CHALLENGE: Starting with the line containing "Where can you find the lamp" and going on through the last line of the rows from a pointing dataset, write out every line again, keeping the wording lines unchanged. Multiply each coordinate by 0.6 and round it to a whole number, rounding halves up.

Rows from a pointing dataset:
━━━━━━━━━━━━━━━━━━━━

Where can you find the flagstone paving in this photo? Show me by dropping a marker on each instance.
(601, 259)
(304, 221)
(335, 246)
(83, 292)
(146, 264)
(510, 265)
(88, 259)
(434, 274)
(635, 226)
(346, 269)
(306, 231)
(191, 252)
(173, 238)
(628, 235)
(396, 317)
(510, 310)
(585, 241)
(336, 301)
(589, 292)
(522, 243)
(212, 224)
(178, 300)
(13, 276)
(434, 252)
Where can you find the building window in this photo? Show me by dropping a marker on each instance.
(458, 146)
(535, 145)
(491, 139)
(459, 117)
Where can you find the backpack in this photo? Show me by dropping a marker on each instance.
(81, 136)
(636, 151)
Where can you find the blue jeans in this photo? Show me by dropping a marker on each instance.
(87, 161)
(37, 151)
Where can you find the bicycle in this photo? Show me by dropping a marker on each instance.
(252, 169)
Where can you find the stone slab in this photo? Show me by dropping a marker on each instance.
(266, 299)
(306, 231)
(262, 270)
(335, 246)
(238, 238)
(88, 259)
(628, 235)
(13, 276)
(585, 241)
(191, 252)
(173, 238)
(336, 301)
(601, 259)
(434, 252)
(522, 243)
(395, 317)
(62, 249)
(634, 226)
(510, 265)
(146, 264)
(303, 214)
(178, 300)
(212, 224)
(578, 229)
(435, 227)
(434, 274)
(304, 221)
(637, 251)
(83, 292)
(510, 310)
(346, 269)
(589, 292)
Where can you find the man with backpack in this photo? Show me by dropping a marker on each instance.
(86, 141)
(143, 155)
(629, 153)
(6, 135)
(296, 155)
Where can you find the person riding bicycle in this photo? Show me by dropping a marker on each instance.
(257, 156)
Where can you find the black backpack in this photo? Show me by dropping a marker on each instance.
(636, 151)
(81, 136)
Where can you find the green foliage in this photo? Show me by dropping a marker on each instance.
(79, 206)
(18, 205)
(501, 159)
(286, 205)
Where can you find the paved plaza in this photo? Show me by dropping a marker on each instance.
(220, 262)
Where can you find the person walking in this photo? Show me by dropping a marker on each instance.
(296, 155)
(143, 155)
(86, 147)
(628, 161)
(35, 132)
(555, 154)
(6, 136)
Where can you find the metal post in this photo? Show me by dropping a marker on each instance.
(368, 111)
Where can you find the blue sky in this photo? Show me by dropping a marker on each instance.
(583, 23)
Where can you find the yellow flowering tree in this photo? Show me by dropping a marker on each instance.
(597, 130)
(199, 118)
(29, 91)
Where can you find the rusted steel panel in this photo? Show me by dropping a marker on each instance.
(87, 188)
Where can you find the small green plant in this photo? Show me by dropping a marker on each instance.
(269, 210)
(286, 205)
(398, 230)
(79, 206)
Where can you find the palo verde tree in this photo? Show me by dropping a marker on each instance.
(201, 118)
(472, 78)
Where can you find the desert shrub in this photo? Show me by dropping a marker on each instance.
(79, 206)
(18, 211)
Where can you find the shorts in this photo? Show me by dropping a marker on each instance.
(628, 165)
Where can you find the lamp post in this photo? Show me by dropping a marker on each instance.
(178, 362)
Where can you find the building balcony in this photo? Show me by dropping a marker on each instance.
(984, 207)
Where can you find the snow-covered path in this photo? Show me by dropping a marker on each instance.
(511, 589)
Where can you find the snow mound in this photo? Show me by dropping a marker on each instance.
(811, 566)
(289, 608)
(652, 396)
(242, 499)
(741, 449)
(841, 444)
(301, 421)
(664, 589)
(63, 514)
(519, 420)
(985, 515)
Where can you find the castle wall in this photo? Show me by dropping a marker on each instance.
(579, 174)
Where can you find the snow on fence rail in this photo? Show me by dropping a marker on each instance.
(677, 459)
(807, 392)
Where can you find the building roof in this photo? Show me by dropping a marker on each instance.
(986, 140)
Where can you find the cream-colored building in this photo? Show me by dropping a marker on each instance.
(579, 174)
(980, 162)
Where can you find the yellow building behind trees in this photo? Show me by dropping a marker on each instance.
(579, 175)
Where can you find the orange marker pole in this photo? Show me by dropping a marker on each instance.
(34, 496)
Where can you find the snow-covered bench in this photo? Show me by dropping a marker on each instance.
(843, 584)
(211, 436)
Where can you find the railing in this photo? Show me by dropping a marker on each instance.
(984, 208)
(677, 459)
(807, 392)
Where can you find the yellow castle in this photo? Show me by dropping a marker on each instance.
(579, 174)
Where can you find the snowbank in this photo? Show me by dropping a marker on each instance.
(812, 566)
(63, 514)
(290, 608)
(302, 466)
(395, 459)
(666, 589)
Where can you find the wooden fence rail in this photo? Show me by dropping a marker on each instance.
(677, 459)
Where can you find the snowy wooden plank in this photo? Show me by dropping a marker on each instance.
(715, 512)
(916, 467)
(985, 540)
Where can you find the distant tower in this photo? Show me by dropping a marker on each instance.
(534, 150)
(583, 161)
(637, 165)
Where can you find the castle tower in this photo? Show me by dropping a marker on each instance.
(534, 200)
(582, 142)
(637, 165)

━━━━━━━━━━━━━━━━━━━━

TASK ANSWER:
Where can you find the lamp post in this photo? Show me by dropping a marker on each instance.
(107, 217)
Where can you find the building balcony in this photo? Show me by dropping a marker on each instance.
(590, 124)
Where can you find the snow-covered path in this photo? Show me by dropping a marker on each instance.
(307, 353)
Where can you find the snow mound in this photo? Show me by dropping a marker on each instance.
(487, 340)
(173, 365)
(391, 238)
(145, 299)
(445, 269)
(505, 266)
(181, 253)
(398, 353)
(38, 308)
(311, 252)
(591, 309)
Where can you find the castle wall in this photo? Show me by dropping a marker on each instance.
(347, 104)
Where can you find the snow on fence rail in this photo? Show me by dropping a marker on each instance.
(406, 275)
(484, 235)
Where can you find the building roof in this photo? Show me by dropping a marker on each instance.
(592, 84)
Where can you find the cream-colored building in this photo? Show me by dropping a marker on each instance.
(347, 104)
(588, 97)
Where can you find the yellow building behind trees in this photo? Show me by dropping a marker on each instance.
(347, 105)
Where can you find the orange marker pole in this photo? Show me by dropping a marker on each instance.
(20, 298)
Where can you find the snow-covered bench in this photo? Show me by dropping a marker on each instance.
(506, 350)
(127, 262)
Where can you find the railing in this photo? Show me by dropping a marker on each instance.
(590, 125)
(406, 275)
(484, 235)
Where can you find the yellow castle in this photo? Show me by dropping a marker on each instance.
(347, 104)
Where can you find the snowbank in this photo? Show me by dropping a marker on each instance.
(487, 340)
(38, 308)
(174, 365)
(181, 280)
(237, 275)
(400, 353)
Where can you find the wooden fence rail in this photo? Show me by dropping a marker on each instance.
(406, 275)
Where can you find the snowy wooden plank in this photo? Show me by dropping a marker on each instance.
(429, 307)
(550, 280)
(591, 324)
Where can you find the distant tower in this photo? Show me by dropping a marker on each instance.
(320, 90)
(350, 97)
(382, 99)
Where can you find the castle tower in this photo? Show me by dropping a marker on each instance.
(320, 120)
(349, 85)
(382, 99)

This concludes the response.